• _Given exercise_
Please extract the lines below word for word, leaving out the pictures.

--- Records supplied ---

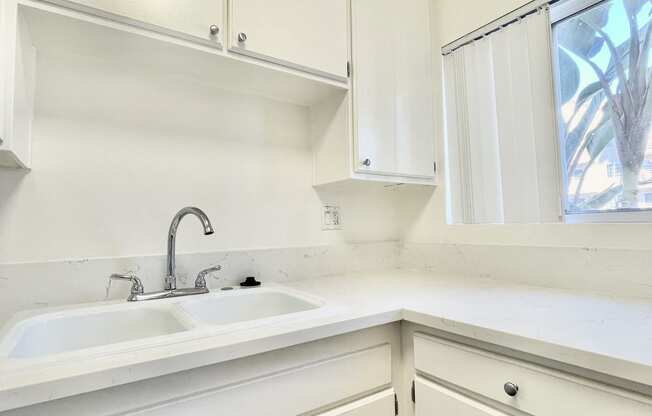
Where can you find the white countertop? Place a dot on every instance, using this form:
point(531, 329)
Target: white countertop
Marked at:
point(604, 334)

---

• _Exercise solution_
Where can you find the white countertop? Place a dot on every instance, using this form:
point(531, 329)
Target: white countertop
Marked at:
point(604, 334)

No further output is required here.